**Exercise task**
Retype exactly the stretch of lines that begins at the line containing "For the test set, locate each instance of the woman's nose" and ends at the last line of the data, with no other lines.

## START Provided material

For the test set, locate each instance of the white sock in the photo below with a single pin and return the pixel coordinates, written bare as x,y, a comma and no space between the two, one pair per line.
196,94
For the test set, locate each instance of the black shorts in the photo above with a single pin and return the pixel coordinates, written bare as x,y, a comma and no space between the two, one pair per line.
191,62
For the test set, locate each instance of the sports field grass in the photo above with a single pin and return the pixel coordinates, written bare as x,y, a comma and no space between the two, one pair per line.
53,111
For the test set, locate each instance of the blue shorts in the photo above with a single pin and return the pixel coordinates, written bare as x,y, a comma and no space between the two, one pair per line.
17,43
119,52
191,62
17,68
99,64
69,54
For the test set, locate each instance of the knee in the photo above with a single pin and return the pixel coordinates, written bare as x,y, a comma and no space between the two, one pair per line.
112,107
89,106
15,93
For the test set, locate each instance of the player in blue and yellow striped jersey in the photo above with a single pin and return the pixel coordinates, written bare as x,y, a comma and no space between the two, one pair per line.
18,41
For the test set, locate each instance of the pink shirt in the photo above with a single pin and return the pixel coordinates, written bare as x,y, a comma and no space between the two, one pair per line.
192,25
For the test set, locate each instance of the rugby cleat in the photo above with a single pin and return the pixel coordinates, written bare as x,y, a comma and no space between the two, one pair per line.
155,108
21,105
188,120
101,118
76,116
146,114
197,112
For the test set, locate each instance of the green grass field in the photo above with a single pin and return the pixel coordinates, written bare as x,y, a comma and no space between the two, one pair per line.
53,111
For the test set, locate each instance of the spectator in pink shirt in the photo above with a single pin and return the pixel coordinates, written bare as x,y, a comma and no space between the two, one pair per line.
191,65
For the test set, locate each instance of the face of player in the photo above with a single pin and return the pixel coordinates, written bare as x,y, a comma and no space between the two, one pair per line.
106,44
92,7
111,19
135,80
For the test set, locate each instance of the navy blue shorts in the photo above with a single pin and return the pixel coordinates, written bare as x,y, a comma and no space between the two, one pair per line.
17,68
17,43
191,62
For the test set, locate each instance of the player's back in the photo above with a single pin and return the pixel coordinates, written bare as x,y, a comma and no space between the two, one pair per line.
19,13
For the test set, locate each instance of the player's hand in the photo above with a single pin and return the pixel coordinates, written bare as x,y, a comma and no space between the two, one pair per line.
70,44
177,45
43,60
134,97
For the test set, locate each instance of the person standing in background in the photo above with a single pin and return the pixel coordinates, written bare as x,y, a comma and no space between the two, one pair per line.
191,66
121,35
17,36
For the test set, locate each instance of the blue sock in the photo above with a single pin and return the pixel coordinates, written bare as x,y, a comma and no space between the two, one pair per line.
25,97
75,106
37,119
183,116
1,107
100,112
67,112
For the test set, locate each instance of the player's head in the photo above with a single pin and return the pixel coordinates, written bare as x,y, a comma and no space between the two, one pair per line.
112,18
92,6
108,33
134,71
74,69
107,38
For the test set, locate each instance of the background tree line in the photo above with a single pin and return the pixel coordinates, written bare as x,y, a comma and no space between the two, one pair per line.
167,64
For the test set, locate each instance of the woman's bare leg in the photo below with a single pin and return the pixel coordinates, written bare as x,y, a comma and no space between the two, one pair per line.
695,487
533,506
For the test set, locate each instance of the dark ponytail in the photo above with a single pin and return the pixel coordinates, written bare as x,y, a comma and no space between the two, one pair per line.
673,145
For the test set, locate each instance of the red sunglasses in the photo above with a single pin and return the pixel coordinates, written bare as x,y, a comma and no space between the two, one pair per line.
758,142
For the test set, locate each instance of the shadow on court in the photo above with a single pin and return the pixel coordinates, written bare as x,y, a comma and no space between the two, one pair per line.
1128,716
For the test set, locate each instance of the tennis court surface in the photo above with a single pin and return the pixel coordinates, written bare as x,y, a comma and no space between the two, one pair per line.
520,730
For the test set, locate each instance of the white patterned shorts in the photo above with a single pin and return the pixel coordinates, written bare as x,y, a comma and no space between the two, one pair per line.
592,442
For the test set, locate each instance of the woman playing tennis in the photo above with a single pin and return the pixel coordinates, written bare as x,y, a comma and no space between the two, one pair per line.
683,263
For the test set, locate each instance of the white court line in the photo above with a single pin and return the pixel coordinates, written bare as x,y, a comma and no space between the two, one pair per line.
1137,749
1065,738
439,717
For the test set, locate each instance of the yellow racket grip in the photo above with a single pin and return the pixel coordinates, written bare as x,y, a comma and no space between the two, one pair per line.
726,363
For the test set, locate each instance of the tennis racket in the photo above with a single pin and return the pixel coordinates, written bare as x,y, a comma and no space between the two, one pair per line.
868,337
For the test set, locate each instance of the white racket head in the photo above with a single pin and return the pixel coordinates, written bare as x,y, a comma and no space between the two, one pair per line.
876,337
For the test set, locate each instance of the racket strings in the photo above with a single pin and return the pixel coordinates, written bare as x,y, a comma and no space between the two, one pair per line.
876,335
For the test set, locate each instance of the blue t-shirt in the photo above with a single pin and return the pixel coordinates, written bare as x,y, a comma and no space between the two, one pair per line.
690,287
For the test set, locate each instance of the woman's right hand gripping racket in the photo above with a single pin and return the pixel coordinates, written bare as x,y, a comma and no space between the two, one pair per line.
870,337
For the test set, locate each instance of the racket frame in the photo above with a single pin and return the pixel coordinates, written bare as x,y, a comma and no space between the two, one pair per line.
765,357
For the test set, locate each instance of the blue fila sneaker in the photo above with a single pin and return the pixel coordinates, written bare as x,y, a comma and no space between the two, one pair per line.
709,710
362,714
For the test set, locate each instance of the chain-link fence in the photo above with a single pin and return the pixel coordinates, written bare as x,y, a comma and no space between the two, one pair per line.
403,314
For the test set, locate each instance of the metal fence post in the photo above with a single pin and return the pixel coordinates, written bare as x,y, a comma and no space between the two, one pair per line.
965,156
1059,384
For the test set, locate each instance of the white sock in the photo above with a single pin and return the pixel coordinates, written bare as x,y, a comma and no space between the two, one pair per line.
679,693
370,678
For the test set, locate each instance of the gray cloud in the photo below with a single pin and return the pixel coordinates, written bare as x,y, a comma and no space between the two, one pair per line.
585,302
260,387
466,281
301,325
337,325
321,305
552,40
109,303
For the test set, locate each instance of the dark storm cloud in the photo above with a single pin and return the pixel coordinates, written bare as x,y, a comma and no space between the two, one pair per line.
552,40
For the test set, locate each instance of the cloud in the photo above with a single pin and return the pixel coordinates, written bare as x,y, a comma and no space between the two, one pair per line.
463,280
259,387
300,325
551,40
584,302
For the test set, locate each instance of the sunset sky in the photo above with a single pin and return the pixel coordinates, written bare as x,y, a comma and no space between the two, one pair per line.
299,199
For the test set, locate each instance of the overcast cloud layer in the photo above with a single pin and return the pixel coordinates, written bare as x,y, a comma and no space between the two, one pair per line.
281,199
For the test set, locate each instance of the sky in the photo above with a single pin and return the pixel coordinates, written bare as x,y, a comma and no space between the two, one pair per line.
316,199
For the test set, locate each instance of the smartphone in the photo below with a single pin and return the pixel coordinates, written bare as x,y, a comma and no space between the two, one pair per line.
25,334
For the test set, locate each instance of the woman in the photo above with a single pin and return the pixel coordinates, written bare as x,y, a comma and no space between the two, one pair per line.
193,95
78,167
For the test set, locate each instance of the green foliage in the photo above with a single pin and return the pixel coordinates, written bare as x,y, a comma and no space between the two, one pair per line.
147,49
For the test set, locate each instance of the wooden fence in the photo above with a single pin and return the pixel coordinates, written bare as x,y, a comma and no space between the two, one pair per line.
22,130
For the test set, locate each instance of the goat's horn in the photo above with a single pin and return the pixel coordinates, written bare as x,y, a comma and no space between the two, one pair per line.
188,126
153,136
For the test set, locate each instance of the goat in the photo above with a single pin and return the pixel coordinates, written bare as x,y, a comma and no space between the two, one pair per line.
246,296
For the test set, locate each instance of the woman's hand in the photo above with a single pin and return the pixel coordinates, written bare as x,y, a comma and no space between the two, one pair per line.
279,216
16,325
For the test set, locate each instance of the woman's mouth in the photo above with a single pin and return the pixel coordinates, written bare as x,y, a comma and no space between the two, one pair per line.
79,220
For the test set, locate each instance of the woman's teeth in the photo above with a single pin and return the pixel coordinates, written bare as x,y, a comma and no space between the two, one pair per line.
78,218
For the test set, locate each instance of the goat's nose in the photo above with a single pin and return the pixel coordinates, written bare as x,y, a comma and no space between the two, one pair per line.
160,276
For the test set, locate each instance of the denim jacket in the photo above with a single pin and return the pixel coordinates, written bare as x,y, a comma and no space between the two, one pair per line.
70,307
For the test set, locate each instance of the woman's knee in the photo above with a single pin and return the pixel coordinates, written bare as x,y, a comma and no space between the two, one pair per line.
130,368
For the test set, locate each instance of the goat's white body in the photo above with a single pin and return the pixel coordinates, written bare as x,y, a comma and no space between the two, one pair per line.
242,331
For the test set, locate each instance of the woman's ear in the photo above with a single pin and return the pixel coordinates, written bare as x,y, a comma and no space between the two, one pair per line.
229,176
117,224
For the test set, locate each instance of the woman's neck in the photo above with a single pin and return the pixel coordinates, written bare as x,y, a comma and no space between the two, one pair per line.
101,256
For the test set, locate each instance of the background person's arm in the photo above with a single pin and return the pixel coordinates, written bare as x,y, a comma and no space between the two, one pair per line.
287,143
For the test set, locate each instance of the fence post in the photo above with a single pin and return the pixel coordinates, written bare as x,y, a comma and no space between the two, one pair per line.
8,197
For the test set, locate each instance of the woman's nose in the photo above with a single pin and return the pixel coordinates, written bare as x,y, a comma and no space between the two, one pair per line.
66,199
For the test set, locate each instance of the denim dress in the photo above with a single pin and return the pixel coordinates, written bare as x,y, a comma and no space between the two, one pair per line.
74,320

## END Provided material

**Answer to the exercise**
For the test set, locate each instance of the woman's nose in the photo above with a single pin and return the pixel coordinates, written bare as x,y, a comma and no space between the two, one pair per line.
66,199
For the test set, locate each instance of the denim dress in the photo above with a single pin and return the pixel coordinates, written bare as x,y, a comma and no space between the two, one pair per line.
74,320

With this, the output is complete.